→ The tasks:
A. List the titles of all the literary works named in the article below on the Philip K. Dick story.
B. Using the article below on the Philip K. Dick story, decide whether each statement agrees with it. Answer yes or no, and quote the deciding words.
(i) The Mars-based publisher's Wub-covered edition of Lucretius is in Latin.
(ii) The proofs sent to the printers contained the same amendments.
(iii) Copies without Wub covers showed the same changes.
C. Write the next part of the article below on the Philip K. Dick story, starting right after its last sentence.

→ Article:
----
= Not by Its Cover =

Short story by American writer Philip K. Dick

"Not by Its Cover" is a science fiction short story by American writer Philip K. Dick, a "loose sequel" to his first published science fiction short story, "Beyond Lies the Wub". The story continues the former's theme of immortality, although not focusing on a living Wub itself, but rather its fur.

==Plot==
Wub fur, so the story suggests, continues to live after the "death" of the Wub, and as such is highly prized owing to its postmortem production of a luxurious pelt that has numerous, albeit trivial, human applications. One such application is its use as a book cover by a Mars-based publisher who issues a new Latin volume of Lucretius' poem De Rerum Natura (On the Nature of Things).

Lucretius's poem represents one of the best preserved ancient sources of the materialist philosophy known as Epicureanism, which espoused a teleological metaphysical formula of atoms, randomness and determinism, an ethical doctrine promoting hedonism and, most notably for Dick's story, personal annihilation at death.

Dick's story begins with the book publisher receiving numerous complaints by purchasers of the Wub-covered volume of Lucretius. Many changes to essential passages in the text have been discovered; those originally advocating personal annihilation now suggest a postmortem eschatological state. Detective work by the publisher and his copyist reveals that non-Wub covered volumes did not experience similar amendments and furthermore that no amendments were made to the proofs sent to the printers. The remainder of the story provides a humorous and philosophically interesting counterpointing of the annihilatory statements in Lucretius' poem and the Wub fur that, somehow, amends it.
----
→ Stored records:
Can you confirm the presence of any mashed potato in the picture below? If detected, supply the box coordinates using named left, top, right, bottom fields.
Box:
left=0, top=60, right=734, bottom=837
----
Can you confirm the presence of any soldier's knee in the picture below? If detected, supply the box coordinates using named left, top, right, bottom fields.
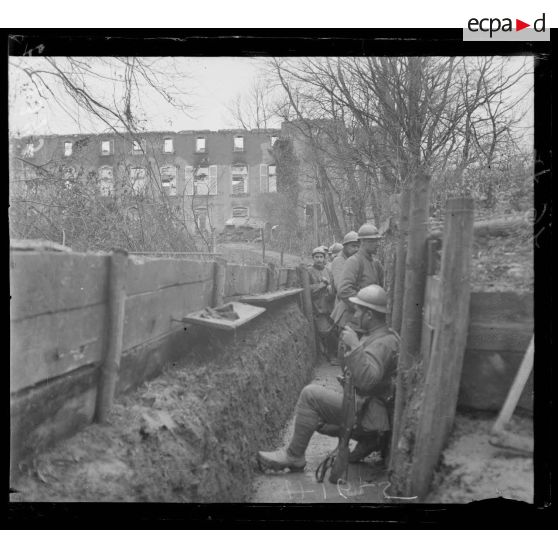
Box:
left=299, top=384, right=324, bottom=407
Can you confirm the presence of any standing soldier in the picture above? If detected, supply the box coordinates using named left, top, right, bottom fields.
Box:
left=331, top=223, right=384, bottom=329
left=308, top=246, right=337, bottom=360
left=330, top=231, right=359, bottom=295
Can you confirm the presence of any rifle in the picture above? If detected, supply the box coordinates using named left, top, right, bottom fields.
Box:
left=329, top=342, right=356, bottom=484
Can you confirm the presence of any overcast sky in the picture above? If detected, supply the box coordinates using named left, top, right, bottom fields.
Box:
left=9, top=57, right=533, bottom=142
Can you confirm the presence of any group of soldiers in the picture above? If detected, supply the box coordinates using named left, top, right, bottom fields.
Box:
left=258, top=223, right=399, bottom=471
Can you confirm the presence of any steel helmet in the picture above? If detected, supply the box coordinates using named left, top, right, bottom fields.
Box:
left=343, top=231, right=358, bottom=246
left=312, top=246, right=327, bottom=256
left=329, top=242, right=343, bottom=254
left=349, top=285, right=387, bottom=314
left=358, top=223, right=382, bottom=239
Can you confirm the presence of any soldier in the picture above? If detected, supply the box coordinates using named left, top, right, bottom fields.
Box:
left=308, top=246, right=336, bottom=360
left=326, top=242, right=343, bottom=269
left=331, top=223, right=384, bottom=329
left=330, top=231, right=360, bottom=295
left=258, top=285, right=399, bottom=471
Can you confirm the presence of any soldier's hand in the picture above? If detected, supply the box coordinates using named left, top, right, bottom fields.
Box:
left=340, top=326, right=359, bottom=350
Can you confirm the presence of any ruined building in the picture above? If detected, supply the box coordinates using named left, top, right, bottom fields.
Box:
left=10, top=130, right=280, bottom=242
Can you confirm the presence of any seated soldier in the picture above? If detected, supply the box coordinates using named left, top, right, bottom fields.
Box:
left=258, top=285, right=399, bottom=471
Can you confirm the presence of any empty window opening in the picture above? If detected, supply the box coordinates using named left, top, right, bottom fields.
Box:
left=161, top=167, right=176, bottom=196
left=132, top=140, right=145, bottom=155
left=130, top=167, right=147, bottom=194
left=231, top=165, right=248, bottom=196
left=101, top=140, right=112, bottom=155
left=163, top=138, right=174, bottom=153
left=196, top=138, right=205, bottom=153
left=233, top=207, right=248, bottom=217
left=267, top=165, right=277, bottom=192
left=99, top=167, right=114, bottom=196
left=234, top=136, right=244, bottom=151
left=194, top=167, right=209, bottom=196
----
→ The replies:
A.
"Not by Its Cover"
"Beyond Lies the Wub"
De Rerum Natura (On the Nature of Things)

B.
(i) Yes: "issues a new Latin volume of Lucretius' poem De Rerum Natura"
(ii) No: "no amendments were made to the proofs sent to the printers"
(iii) No: "non-Wub covered volumes did not experience similar amendments"

C.
The publisher continues to experiment with the nature of volumes bound in Wub fur, including the Bible, which demonstrates similar amendments to the Lucretius poem. In the end, the publisher decides to take the test one step further, following the messages in the modified passages to see if the Wub fur can preserve other items—including bodies—in the same way it preserves itself.

==Reception==
Dick said of the story:

Here I presented what used to be a wish on my part: that the Bible was true. Obviously, I was at a sort of halfway point between doubt and faith. Years later I'm still in that position; I'd like the Bible to be true, but—well, maybe if it isn't we can make it so. But, alas, it's going to take plenty of work to do it.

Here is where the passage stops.